▸ GOAL OF THE EXERCISE
Copy out word for word each line of the items below, starting with the line that contains "Mark the innermost point of each instance of the front" and continuing through the final line of the items.
....
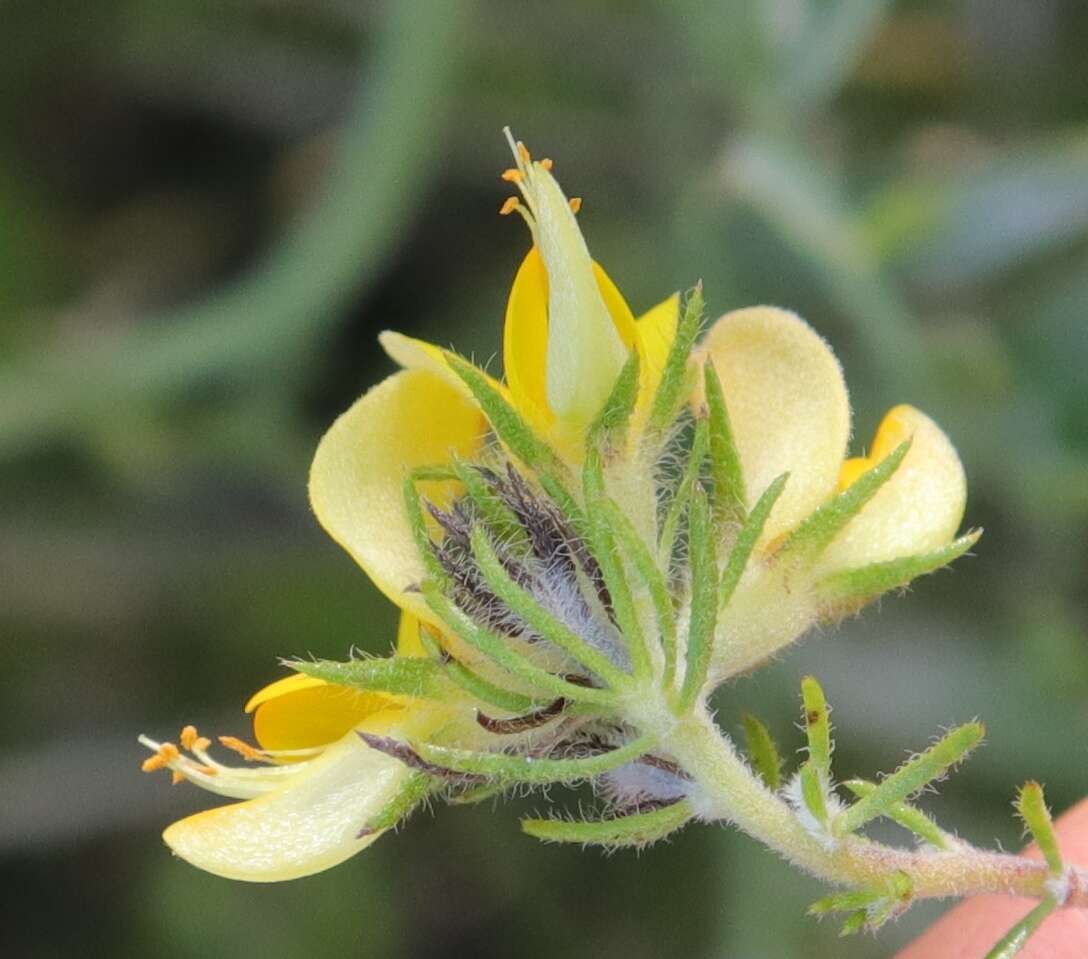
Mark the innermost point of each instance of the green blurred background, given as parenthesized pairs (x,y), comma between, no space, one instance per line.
(208,210)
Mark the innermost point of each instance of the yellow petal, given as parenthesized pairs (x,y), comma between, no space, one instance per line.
(412,418)
(918,509)
(415,354)
(524,342)
(408,641)
(526,337)
(310,823)
(788,406)
(300,712)
(657,329)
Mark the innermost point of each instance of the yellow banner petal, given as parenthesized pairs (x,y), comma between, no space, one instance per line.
(300,712)
(412,418)
(918,509)
(788,406)
(310,823)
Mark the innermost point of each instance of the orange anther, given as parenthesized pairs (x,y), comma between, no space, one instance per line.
(250,752)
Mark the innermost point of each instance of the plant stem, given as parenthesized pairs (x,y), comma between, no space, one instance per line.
(731,791)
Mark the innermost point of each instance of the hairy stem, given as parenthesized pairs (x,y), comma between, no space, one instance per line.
(734,794)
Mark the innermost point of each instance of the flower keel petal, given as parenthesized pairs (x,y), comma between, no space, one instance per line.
(788,407)
(309,824)
(412,418)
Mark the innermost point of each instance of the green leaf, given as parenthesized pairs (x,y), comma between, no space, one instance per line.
(524,769)
(1013,941)
(817,725)
(497,650)
(398,675)
(745,542)
(909,816)
(670,390)
(535,616)
(814,790)
(912,776)
(640,828)
(866,582)
(763,751)
(1031,807)
(726,469)
(704,601)
(816,533)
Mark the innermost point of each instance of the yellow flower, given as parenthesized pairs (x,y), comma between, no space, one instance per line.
(312,784)
(317,786)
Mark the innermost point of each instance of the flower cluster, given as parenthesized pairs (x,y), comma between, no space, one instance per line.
(582,554)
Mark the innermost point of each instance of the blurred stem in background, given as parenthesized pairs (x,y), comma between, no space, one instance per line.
(258,329)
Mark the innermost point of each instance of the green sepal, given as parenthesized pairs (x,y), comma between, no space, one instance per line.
(396,675)
(910,777)
(763,751)
(506,767)
(491,508)
(816,532)
(609,429)
(726,468)
(909,816)
(473,684)
(1031,807)
(860,585)
(417,789)
(507,422)
(421,536)
(704,601)
(817,725)
(1013,941)
(603,546)
(521,602)
(670,527)
(745,541)
(671,388)
(497,650)
(638,828)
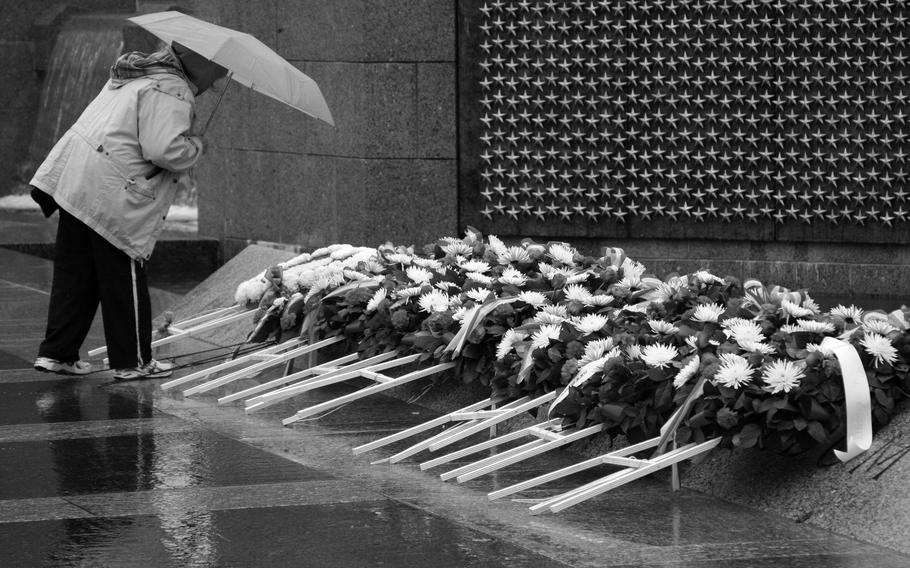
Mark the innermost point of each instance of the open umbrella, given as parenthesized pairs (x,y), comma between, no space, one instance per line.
(249,61)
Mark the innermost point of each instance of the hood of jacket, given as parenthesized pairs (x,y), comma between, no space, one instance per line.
(136,64)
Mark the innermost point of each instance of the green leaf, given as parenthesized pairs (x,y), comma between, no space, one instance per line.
(614,412)
(817,431)
(748,436)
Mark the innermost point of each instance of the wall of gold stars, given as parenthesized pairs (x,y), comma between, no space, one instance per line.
(753,118)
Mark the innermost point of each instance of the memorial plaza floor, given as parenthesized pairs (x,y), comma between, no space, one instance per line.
(95,472)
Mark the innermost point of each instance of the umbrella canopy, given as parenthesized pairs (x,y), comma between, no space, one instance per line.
(250,62)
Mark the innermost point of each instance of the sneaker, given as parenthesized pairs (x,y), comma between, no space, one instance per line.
(151,370)
(48,365)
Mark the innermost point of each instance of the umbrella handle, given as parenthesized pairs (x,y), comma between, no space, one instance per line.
(217,104)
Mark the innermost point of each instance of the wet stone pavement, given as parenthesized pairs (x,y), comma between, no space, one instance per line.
(99,473)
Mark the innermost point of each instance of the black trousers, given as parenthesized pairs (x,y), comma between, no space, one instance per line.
(88,270)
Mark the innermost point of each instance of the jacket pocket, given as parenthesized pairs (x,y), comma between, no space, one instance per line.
(140,190)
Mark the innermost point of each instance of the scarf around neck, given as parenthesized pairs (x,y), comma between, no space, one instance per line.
(135,64)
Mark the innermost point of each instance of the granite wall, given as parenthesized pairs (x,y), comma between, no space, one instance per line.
(386,171)
(27,31)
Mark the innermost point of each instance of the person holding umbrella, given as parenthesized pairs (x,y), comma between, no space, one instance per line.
(113,176)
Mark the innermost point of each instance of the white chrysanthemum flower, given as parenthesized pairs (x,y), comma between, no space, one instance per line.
(813,326)
(513,254)
(782,376)
(730,323)
(373,266)
(632,271)
(556,309)
(475,266)
(356,275)
(496,245)
(589,369)
(879,347)
(562,253)
(428,263)
(479,278)
(687,372)
(793,309)
(457,247)
(434,301)
(508,341)
(661,326)
(849,315)
(633,351)
(876,325)
(659,355)
(532,298)
(757,347)
(419,275)
(589,323)
(742,330)
(599,300)
(573,277)
(545,317)
(577,293)
(823,349)
(547,270)
(542,337)
(734,371)
(377,299)
(596,349)
(639,308)
(812,305)
(479,295)
(708,312)
(399,258)
(513,276)
(706,277)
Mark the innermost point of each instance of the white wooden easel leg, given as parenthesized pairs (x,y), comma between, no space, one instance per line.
(289,344)
(186,332)
(319,369)
(429,425)
(271,361)
(518,434)
(340,375)
(575,468)
(508,411)
(585,492)
(548,445)
(382,386)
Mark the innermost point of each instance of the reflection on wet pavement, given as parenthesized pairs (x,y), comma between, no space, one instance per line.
(382,533)
(94,473)
(67,400)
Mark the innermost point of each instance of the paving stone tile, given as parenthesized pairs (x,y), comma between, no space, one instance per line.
(138,462)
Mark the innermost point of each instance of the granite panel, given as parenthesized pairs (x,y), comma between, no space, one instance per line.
(247,186)
(405,201)
(368,30)
(308,206)
(261,18)
(822,277)
(437,119)
(877,279)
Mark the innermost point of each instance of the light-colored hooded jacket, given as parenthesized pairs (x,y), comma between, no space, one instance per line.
(120,166)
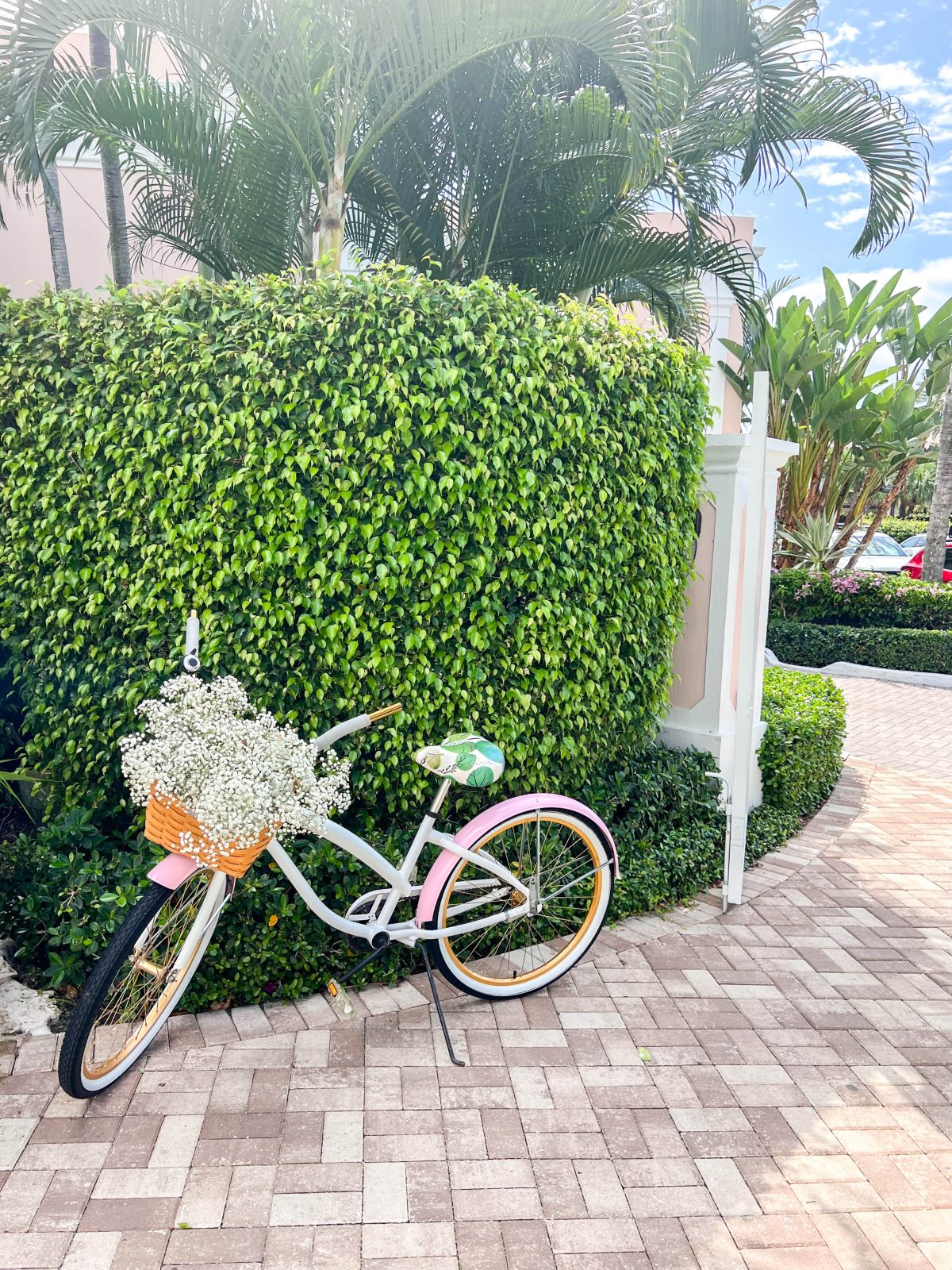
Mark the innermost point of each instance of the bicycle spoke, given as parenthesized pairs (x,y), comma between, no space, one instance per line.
(566,876)
(146,979)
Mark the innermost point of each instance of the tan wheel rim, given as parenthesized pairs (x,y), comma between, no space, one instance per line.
(146,984)
(575,865)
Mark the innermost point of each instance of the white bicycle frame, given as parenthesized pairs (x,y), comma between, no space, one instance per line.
(376,920)
(401,886)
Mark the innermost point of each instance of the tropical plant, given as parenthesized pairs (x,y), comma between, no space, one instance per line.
(101,67)
(941,508)
(812,543)
(524,139)
(861,427)
(25,173)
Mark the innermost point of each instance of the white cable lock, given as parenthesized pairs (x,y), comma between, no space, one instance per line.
(190,664)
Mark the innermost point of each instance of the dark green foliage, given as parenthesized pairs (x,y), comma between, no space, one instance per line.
(801,755)
(860,600)
(901,529)
(63,891)
(374,489)
(900,649)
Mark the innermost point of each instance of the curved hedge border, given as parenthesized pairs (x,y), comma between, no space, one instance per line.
(374,489)
(899,649)
(801,755)
(860,600)
(63,892)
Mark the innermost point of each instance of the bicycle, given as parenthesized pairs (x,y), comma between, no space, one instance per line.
(501,924)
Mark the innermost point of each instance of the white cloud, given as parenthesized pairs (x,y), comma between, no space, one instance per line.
(935,224)
(825,173)
(933,279)
(829,150)
(843,35)
(841,220)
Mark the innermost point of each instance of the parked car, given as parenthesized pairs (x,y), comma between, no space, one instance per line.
(916,565)
(912,545)
(882,554)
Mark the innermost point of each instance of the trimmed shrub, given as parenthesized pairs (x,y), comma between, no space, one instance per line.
(860,600)
(801,755)
(374,489)
(63,891)
(900,649)
(903,527)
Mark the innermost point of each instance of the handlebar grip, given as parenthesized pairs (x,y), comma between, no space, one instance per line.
(376,715)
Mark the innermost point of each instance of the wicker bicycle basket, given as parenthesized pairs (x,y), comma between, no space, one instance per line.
(167,819)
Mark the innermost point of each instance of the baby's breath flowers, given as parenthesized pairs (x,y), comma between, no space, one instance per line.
(232,768)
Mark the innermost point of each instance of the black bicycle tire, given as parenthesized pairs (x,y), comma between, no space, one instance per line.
(90,1001)
(452,978)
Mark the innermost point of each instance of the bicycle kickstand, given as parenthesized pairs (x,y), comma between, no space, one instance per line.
(459,1062)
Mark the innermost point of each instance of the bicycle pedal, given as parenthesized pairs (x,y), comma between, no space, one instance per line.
(340,1001)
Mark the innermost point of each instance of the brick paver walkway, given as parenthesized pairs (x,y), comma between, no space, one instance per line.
(763,1090)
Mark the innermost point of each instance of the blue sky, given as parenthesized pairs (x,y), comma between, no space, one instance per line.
(908,51)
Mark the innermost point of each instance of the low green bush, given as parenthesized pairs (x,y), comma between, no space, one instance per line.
(903,527)
(374,489)
(65,889)
(860,600)
(820,645)
(801,755)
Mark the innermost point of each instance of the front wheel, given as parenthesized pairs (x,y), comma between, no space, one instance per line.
(137,982)
(568,869)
....
▸ RESULT BELOW
Mark the innermost point of each instance of the front wheel, given as parenthesized pairs (x,y), comma between, no space, one instance per line.
(137,982)
(568,869)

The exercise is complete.